» Task to carry out
Output, as a numbered list, only the lines of the records that start at the line containing "the spiral binding" and end at the line containing "x=605, y=152", both ends included. Leave out any blank lines.
·····
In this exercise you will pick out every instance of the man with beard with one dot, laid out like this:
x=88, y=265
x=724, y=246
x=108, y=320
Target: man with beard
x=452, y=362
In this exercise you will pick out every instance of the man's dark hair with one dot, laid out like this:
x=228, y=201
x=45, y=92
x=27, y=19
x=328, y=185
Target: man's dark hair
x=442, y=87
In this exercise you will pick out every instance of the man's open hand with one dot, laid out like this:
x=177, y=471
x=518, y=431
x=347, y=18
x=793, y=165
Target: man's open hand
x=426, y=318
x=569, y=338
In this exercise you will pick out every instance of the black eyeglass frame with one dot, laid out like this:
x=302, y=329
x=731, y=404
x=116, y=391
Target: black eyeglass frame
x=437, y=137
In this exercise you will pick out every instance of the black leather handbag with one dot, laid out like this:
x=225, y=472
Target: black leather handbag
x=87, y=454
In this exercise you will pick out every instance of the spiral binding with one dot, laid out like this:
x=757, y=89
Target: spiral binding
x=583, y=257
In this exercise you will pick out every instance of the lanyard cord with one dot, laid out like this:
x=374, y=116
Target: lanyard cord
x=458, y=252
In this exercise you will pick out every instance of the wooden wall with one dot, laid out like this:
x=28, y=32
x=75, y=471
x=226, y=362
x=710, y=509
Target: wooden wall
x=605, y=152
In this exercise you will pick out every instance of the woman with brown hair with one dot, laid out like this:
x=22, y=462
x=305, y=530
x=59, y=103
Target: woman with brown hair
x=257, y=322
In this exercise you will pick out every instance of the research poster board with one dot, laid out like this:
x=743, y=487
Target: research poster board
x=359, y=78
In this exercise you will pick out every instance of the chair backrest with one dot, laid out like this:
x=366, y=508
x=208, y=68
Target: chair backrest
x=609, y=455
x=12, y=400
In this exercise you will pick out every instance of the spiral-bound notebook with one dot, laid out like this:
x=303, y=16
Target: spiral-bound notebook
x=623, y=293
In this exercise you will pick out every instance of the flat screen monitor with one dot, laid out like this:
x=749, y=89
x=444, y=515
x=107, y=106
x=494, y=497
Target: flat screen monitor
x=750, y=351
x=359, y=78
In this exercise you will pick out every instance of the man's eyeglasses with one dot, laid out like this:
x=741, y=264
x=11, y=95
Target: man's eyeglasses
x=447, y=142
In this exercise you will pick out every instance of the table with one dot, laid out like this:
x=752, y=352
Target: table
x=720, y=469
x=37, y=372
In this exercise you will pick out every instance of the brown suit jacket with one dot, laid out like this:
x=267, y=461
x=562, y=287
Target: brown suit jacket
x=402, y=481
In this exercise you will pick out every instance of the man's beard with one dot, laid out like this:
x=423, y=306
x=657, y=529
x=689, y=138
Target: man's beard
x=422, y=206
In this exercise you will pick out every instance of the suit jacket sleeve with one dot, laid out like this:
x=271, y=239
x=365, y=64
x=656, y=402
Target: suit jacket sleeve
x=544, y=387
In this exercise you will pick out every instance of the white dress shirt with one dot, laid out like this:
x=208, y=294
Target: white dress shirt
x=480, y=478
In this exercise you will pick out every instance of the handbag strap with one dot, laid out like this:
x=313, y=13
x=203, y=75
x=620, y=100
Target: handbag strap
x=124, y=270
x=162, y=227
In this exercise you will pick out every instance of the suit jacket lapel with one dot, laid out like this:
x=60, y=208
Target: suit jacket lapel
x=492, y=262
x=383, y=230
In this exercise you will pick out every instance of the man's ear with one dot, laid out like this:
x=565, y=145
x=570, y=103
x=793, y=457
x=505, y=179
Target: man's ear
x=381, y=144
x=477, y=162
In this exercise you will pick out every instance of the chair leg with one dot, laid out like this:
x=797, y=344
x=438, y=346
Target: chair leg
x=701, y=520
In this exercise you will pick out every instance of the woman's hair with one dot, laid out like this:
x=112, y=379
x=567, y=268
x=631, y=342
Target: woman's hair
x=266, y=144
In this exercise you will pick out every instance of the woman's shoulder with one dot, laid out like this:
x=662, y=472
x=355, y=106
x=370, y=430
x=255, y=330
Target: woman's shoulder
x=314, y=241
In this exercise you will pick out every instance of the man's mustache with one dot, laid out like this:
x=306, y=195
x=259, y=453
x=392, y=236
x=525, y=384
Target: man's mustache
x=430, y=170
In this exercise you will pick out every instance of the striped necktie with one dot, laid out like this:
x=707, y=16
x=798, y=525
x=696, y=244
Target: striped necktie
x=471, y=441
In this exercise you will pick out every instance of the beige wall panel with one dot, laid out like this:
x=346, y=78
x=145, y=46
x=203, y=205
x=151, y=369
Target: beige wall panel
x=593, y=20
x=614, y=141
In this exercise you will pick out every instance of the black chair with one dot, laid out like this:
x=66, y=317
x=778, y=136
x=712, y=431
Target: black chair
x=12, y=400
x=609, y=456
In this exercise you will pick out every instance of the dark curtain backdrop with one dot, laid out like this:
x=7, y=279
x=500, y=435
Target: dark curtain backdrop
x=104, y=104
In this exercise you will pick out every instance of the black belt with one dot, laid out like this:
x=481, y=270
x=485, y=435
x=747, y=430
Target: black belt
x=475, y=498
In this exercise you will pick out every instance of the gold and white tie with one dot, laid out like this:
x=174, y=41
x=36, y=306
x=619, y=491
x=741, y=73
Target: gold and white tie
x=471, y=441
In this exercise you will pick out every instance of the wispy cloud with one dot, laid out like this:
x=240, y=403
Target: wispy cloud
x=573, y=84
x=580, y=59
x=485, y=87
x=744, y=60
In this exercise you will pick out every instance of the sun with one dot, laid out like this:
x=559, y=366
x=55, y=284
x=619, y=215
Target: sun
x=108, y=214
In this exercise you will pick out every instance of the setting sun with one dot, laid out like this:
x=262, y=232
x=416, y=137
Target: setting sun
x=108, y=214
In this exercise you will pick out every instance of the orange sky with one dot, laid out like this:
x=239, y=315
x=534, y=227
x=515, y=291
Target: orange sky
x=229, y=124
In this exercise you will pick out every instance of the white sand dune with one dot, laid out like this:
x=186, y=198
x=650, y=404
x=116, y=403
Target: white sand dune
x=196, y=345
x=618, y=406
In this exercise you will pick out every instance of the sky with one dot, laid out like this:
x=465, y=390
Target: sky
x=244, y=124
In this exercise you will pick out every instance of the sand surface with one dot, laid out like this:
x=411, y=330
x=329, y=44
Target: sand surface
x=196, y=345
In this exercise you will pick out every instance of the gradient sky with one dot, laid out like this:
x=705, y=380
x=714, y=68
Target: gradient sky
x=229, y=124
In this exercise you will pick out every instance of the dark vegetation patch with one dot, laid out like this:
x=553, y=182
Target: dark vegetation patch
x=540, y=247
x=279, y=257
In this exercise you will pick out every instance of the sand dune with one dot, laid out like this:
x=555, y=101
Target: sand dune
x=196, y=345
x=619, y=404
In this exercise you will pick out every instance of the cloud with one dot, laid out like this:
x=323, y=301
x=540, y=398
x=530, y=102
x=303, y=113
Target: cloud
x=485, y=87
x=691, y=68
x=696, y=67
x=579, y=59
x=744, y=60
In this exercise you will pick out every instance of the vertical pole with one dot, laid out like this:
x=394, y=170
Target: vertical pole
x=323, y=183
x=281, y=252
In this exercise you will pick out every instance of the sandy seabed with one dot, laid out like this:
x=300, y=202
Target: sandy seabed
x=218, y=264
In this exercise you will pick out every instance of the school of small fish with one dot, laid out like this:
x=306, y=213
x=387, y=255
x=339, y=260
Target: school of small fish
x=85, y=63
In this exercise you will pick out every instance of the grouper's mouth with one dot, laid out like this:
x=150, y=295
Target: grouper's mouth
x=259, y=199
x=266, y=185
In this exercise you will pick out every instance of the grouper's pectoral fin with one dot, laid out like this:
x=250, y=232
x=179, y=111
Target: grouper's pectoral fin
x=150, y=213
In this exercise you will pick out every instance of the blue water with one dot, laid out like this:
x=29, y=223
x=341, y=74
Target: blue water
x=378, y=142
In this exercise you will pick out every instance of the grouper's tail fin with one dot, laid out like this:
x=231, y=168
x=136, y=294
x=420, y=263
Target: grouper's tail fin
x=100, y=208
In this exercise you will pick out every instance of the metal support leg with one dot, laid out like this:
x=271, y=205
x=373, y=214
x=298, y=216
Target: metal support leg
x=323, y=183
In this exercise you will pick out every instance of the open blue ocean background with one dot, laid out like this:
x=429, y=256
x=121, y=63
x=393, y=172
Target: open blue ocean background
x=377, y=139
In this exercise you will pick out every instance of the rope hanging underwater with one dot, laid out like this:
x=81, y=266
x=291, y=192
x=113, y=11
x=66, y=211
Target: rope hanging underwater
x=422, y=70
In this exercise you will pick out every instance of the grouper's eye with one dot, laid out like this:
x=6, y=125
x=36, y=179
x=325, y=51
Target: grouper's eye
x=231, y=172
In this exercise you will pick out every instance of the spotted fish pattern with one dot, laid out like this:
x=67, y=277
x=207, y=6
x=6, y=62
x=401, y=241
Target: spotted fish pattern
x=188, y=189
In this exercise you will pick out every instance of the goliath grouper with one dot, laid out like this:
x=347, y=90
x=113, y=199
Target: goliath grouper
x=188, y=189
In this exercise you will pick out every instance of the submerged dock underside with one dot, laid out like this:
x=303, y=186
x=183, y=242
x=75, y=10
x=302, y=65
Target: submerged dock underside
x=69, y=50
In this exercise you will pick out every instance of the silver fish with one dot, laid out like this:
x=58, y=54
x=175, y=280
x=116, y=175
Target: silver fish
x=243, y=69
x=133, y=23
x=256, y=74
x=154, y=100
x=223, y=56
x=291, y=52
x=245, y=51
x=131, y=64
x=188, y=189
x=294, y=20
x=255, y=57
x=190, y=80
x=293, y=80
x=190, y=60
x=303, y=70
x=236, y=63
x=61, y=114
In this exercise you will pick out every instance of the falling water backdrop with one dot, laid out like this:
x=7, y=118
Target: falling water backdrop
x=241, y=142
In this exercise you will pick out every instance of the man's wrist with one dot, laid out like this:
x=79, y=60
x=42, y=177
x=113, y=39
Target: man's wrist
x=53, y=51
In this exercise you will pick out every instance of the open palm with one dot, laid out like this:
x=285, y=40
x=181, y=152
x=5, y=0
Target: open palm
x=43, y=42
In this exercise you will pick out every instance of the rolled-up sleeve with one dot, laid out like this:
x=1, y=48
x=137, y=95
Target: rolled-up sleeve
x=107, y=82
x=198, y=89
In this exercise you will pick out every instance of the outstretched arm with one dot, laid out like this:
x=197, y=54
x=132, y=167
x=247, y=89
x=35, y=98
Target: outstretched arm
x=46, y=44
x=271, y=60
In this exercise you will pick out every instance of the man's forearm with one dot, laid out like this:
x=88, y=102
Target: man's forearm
·····
» Right answer
1. In this exercise you will pick out every instance of the spiral binding with one dot, laid out like this:
2. x=757, y=89
3. Target: spiral binding
4. x=583, y=257
5. In this exercise you will pick out every instance of the lanyard cord with one dot, laid out like this:
6. x=374, y=116
7. Target: lanyard cord
8. x=458, y=252
9. In this exercise you will pick out every instance of the wooden wall with one dot, laid out like this:
10. x=28, y=32
11. x=75, y=471
12. x=226, y=362
13. x=710, y=509
14. Target: wooden wall
15. x=605, y=152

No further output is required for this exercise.